In questi giorni ho maturato la decisione di affrontare il tema della Cancel Culture, non esauribile in un solo articolo data la complessità e la molteplicità di questioni che vanno a intersecarsi con questo fenomeno. Escludendo il secondo articolo di introduzione, che pubblicherò domani, l’appuntamento diventerà fisso, con cadenza settimanale, affiancandosi ai corsivi, alle interviste e ai due focus destinati alle donne e alla legalità.
Prima di entrare nel vivo, cercherò di fornirne una definizione generale. Con il termine Cancel Culture si indicano tutti quegli atteggiamenti che, nel tentativo di salvaguardare i diritti delle più svariate minoranze, mirano a cancellare e a distruggere qualsiasi idea, opera o persona che non si allinei con l’ideologia moderna. I membri di questi movimenti procedono, senza nessun tipo di remora e forti delle loro personalissime conclusioni, mettendo alla gogna o rimuovendo da una posizione lavorativa, culturale, o da un ambito socialmente attivo, persone, aziende o realtà associative.
Target privilegiato pare essere il mondo degli intellettuali, considerati colpevoli di aver sostenuto posizioni scorrette dal punto di vista politico. Si verifica così un fenomeno fortemente pervasivo: è sufficiente un solo click per distruggere la reputazione di un individuo e causare al bersaglio danni pressoché irreversibili. Sovente queste azioni vengono promosse da personaggi impreparati, che non esibiscono prove oggettive o dati circostanziati. I processi sommari e le sentenze definitive risultano immotivate o non sorrette dalla necessaria contestualizzazione e riflessione.
Questa “Cultura della cancellazione”, traducibile anche in “Cancellazione della cultura” altro non è che oscurantismo e ostracizzazione, rimozione forzata di processi storici, persone e oggetti. I movimenti che perseguono la Cancel Culture agiscono nell’illusione di creare una società aperta e totalizzante, incuranti dei naturali confini culturali espressi dalle molteplici società presenti sulla Terra.
Osservando le varie realtà che vanno propagando questa tendenza, non si può fare a meno di notare quanto siano affini nella forma, nel credo e nei simboli, alle religioni. Se da un lato è oggettivo il progressivo allontanamento delle popolazioni dai credo tradizionali, dall’altro emerge quanto questo allontanamento abbia creato “vuoti” che, provocando in molti un profondo senso di smarrimento, cercano di ricoprire attraverso l’edificazione di nuove chiese.

────

-- Problema breve 1 --
Nelle righe di dati, riscrivi tutto il tratto dalla riga che contiene "the white cloud" a quella che contiene "[1208, 204]", entrambe incluse e richieste comprese. Aggiungi -59 a ogni numero delle coordinate date come risposta.

────

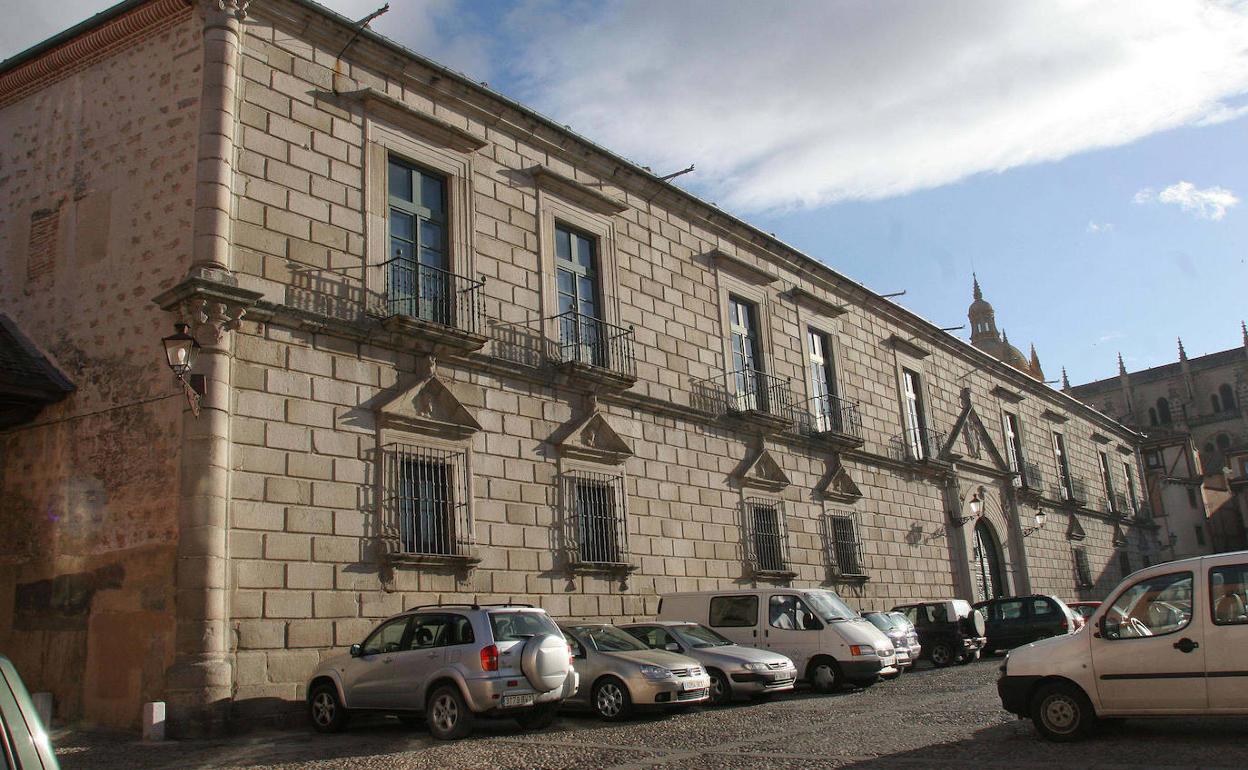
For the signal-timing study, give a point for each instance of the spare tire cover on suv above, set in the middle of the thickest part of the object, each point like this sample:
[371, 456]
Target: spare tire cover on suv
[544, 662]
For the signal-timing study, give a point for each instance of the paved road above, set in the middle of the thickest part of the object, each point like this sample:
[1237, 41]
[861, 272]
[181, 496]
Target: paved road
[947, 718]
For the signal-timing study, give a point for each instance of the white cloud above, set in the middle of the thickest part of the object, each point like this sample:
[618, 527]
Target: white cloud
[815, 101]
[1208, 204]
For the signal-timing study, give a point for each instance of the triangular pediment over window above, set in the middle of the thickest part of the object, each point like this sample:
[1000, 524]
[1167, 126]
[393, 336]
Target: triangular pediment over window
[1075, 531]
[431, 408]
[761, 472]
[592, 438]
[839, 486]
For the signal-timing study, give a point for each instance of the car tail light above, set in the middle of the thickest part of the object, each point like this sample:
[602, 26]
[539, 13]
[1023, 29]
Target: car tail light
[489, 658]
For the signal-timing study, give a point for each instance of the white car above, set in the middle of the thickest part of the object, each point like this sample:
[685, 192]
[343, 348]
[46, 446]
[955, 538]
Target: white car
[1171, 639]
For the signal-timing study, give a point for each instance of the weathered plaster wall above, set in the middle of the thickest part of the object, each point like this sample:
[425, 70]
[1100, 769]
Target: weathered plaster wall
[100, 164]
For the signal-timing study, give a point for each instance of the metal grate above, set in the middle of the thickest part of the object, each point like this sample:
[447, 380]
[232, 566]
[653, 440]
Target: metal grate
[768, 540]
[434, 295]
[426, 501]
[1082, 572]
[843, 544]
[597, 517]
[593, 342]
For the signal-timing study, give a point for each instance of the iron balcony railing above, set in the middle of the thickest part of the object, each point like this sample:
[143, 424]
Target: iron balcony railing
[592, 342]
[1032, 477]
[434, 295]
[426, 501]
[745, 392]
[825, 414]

────

-- Problema breve 2 --
Rispondi a queste domande sul testo della pagina dedicato alla Cancel Culture:
(a) Quale sembra essere il bersaglio privilegiato di questo fenomeno?
(b) Con quale cadenza diventerà fisso l'appuntamento sul tema?
(c) A che cosa vengono accostate, nella forma, nel credo e nei simboli, le realtà che propagano questa tendenza?

-- Risposta svolta 1 --
For the signal-timing study, give a point for each instance of the white cloud above, set in the middle of the thickest part of the object, each point like this sample:
[618, 527]
Target: white cloud
[756, 42]
[1149, 145]

-- Risposta svolta 2 --
(a) Il mondo degli intellettuali.
(b) Settimanale.
(c) Alle religioni.